— Start of Data for this exercise —

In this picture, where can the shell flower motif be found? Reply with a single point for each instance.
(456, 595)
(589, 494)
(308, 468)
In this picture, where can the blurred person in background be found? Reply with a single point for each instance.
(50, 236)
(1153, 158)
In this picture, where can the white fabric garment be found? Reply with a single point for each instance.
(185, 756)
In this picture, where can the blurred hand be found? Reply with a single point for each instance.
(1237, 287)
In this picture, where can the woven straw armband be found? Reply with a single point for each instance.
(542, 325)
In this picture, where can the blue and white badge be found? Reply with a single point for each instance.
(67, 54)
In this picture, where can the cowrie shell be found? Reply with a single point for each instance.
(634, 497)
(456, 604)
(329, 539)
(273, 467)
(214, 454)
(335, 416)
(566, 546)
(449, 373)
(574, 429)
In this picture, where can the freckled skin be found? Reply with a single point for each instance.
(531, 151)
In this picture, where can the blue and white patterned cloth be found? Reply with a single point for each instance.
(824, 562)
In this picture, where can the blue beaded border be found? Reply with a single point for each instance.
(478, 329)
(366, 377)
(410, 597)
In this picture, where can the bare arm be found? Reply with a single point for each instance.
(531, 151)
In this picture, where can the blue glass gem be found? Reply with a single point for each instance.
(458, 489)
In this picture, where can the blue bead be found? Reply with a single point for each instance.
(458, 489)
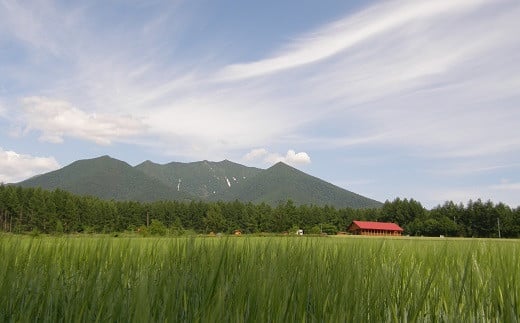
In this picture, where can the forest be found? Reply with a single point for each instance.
(33, 210)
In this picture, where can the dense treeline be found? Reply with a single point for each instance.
(37, 210)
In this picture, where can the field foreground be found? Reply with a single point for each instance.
(264, 279)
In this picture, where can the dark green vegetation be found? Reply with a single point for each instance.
(276, 279)
(109, 178)
(106, 178)
(36, 210)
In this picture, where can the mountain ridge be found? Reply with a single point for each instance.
(110, 178)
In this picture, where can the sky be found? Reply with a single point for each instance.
(400, 98)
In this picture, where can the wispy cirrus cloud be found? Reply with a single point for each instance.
(346, 33)
(291, 157)
(57, 119)
(15, 167)
(428, 82)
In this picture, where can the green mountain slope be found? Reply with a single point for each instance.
(205, 180)
(107, 178)
(282, 182)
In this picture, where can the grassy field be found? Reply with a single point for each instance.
(263, 279)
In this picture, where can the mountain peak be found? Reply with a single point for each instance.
(110, 178)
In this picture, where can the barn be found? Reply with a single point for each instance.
(368, 228)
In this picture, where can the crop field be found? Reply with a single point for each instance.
(259, 279)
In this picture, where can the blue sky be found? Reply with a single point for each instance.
(415, 99)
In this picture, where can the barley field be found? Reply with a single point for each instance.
(258, 279)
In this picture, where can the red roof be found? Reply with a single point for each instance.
(368, 225)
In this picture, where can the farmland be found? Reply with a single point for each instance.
(238, 279)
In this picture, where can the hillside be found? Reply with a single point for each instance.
(107, 178)
(203, 179)
(282, 182)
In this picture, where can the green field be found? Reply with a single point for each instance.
(262, 279)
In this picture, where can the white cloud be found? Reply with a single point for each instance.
(291, 157)
(346, 33)
(57, 119)
(15, 167)
(506, 185)
(256, 154)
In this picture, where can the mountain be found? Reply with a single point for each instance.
(109, 178)
(282, 182)
(206, 180)
(106, 178)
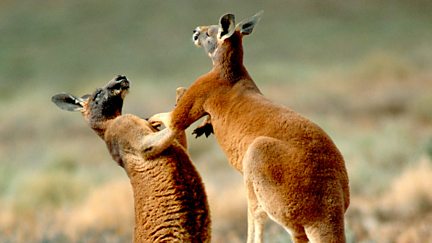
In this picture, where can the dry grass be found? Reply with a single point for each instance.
(361, 72)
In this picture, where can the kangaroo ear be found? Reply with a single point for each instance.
(226, 26)
(68, 102)
(247, 25)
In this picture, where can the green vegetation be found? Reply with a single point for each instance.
(360, 69)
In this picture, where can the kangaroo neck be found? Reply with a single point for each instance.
(100, 126)
(228, 62)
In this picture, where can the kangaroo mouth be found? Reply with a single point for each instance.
(119, 86)
(195, 37)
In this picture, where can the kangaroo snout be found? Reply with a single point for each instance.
(120, 82)
(195, 36)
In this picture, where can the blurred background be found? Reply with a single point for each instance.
(362, 70)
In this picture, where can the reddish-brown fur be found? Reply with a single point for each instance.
(169, 197)
(292, 170)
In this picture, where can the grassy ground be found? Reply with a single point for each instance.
(361, 70)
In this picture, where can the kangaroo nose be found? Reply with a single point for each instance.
(120, 78)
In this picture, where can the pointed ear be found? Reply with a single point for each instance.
(68, 102)
(247, 25)
(226, 26)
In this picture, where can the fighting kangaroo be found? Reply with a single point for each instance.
(292, 170)
(169, 196)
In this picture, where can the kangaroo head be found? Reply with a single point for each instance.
(217, 39)
(104, 104)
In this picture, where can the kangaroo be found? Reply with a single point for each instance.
(169, 196)
(293, 172)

— End of Data for this exercise —

> **Task directions**
Leave out the pictures and retype every line above exactly.

> **Result of this task**
In this picture, where can the shell flower motif be found? Reply with a single point for each instance.
(456, 595)
(589, 494)
(308, 468)
In this picture, where can the blurred person in background be found? Reply with a single point for each instance.
(50, 236)
(1153, 158)
In this picture, where can the white fabric garment be found? Reply with a single point for each instance.
(185, 756)
In this picture, where can the blurred hand be found? Reply with a single point for each instance.
(1237, 287)
In this picture, where can the woven straw armband be found? Reply with a single point for each instance.
(542, 325)
In this picture, where can the blue and white badge be found? Reply with a single point for each instance.
(67, 54)
In this picture, where can the cowrie shell be found? Reply with a single point for each instance.
(634, 497)
(456, 604)
(329, 539)
(273, 467)
(214, 454)
(335, 416)
(566, 546)
(449, 373)
(574, 429)
In this picture, where can the freckled skin be found? Reply with a single point for each instance.
(531, 151)
In this picture, where can the blue and white patterned cloth be found? Reply with a single point for each instance.
(824, 562)
In this picture, where can the blue beaded border be found? Reply with a single point for each instance.
(478, 329)
(366, 377)
(410, 597)
In this picture, where can the bare arm be found? Reply with a single point for each instance.
(531, 151)
In this picture, where can the blue glass gem be found? Reply with a single point for each instance.
(458, 489)
In this picture, where can the blue bead be found? Reply with a single point for each instance.
(458, 489)
In this picture, where can the forest be found? Reply with a single point for each instance.
(33, 210)
In this picture, where can the dense treeline be found? Reply with a single point for each instance.
(37, 210)
In this picture, where can the field foreground be found? Reply with a single point for each instance.
(264, 279)
In this picture, where can the dark green vegetation be found? Reply with a single point for each instance.
(276, 279)
(109, 178)
(106, 178)
(36, 210)
In this picture, where can the mountain ridge be found? Reply with a single point for each instance.
(110, 178)
In this picture, where can the sky be found? Reply with a single point for each instance.
(400, 98)
In this picture, where can the wispy cirrus cloud be found? Reply with a single point for each instance.
(346, 33)
(291, 157)
(57, 119)
(15, 167)
(428, 82)
In this picture, where can the green mountain slope be found? Reply with a single point for each instance.
(205, 180)
(107, 178)
(282, 182)
In this picture, where can the grassy field be found? Reply with a single point for each instance.
(263, 279)
In this picture, where can the mountain peak be found? Reply with a single point for each instance.
(110, 178)
In this picture, where can the barn be found? Reply with a single point for each instance.
(368, 228)
In this picture, where can the crop field be found? Reply with a single point for each instance.
(259, 279)
In this picture, where can the blue sky be found? Reply with a single point for each instance.
(415, 99)
In this picture, where can the barley field be found? Reply with a single point for each instance.
(258, 279)
In this picture, where can the red roof be found? Reply with a single point for each instance.
(368, 225)
In this picture, where can the farmland be found? Reply with a single point for each instance.
(238, 279)
In this picture, where can the hillside be found? Reply with a single point for each instance.
(107, 178)
(203, 179)
(282, 182)
In this picture, where can the green field be found? Reply with a single point for each instance.
(262, 279)
In this picture, where can the white cloud be found? Reply with a single point for each instance.
(291, 157)
(346, 33)
(57, 119)
(15, 167)
(506, 185)
(256, 154)
In this picture, where can the mountain be found? Reply with a single point for each instance.
(109, 178)
(282, 182)
(206, 180)
(106, 178)
In this picture, where can the dry grass be found? Reply with a single point for each instance.
(361, 72)
In this picture, where can the kangaroo ear be found? Reply with a single point for each instance.
(226, 26)
(68, 102)
(247, 25)
In this picture, where can the green vegetation be found? Reply with a single point for each instance.
(360, 69)
In this picture, where can the kangaroo neck be found? Reply with a single point for each instance.
(100, 126)
(228, 62)
In this picture, where can the kangaroo mouth be found? Reply with a single point for each instance.
(119, 86)
(195, 37)
In this picture, where can the kangaroo snout be found? Reply with a single point for each instance.
(120, 82)
(195, 36)
In this picture, where can the blurred background be found? Reply with a single point for each instance.
(362, 70)
In this picture, where can the reddish-brown fur be found? Reply with a single point for each instance.
(169, 197)
(292, 170)
In this picture, where can the grassy ground be found? Reply with a single point for each instance.
(361, 70)
In this picture, where can the kangaroo nose be found? Reply with a single point for each instance.
(120, 78)
In this picture, where can the pointed ear be found? Reply with a single point for each instance.
(68, 102)
(247, 25)
(226, 26)
In this picture, where can the fighting kangaroo be found? Reply with a single point for each instance.
(292, 170)
(169, 196)
In this picture, where can the kangaroo head be found? Reply with a single point for each instance.
(217, 39)
(104, 104)
In this picture, where can the kangaroo be found? Reply with a single point for each instance.
(169, 196)
(293, 172)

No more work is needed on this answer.